WORK REQUIRED:
Pick up the blog post below about building a robot on a low budget for a stage show, and continue it from its last sentence.

Monday, July 30, 2012

Run, Robot

Consider this post a re-visit of my "Theater Should not be a Hackerspace" rant.

I'm in the middle of the run of a very complicated show that was thrown together too fast on too small a budget, by a company that has fallen in to a pattern of doing that.  The props and effects, some of the costumes and set dressing, and other basic technical elements are held together with gaff tape and hot glue.

My robot is one of these elements.  Although I spent the money and did the research for a robust chassis and control linkage, what we had time for is a $40 R/C car chassis carrying the lightest extruded-foam body I could build on top of it.  Even a fiberglas shell would be too heavy for the undersized motor -- and at that, I had to tighten the suspension with a few strategically-placed zip ties.

RECORDS:
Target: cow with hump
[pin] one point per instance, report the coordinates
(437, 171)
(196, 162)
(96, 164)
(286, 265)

EXERCISE RESPONSE:
It has managed to survive running into scenery a few times and being kicked by actors more than once.  It only failed to make an entrance once in the run -- due to the antenna on the transmitter being snapped off thus limiting control range to about two feet.  That required a last-minute frantic repair with brass tube, epoxy, and a quickly-soldered wire to bridge the gap.

The lights also failed once -- in the same performance the projector douser failed -- and this is exemplar of what I was talking about.  There is a real difference between a "hacked" solution that will last for a quick shoot or the first day of a convention, and an engineered solution that will work reliably through a five-week run.

The best thing I can say about the douser is that it was already built.  I had to rip off the flag and epoxy up a new one to fit the particular projector, and I had to modify the software to use an external switch instead of an external button, but that took under an hour.  The rest of the servo housing and power supply and software and so forth was already built.

If nothing else, this proofed the concept of having ready-to-go solutions.  My Duck Remote is the same; the XBee solution was already built and programmed and all it took to get to technical rehearsal was cramming the electronics into a different housing.  (On the other hand, I did spend several days making a different software solution so as to simplify the hardware end -- and that only partially worked).  But as robust as my devices are, they still fall short of the reliability I desire.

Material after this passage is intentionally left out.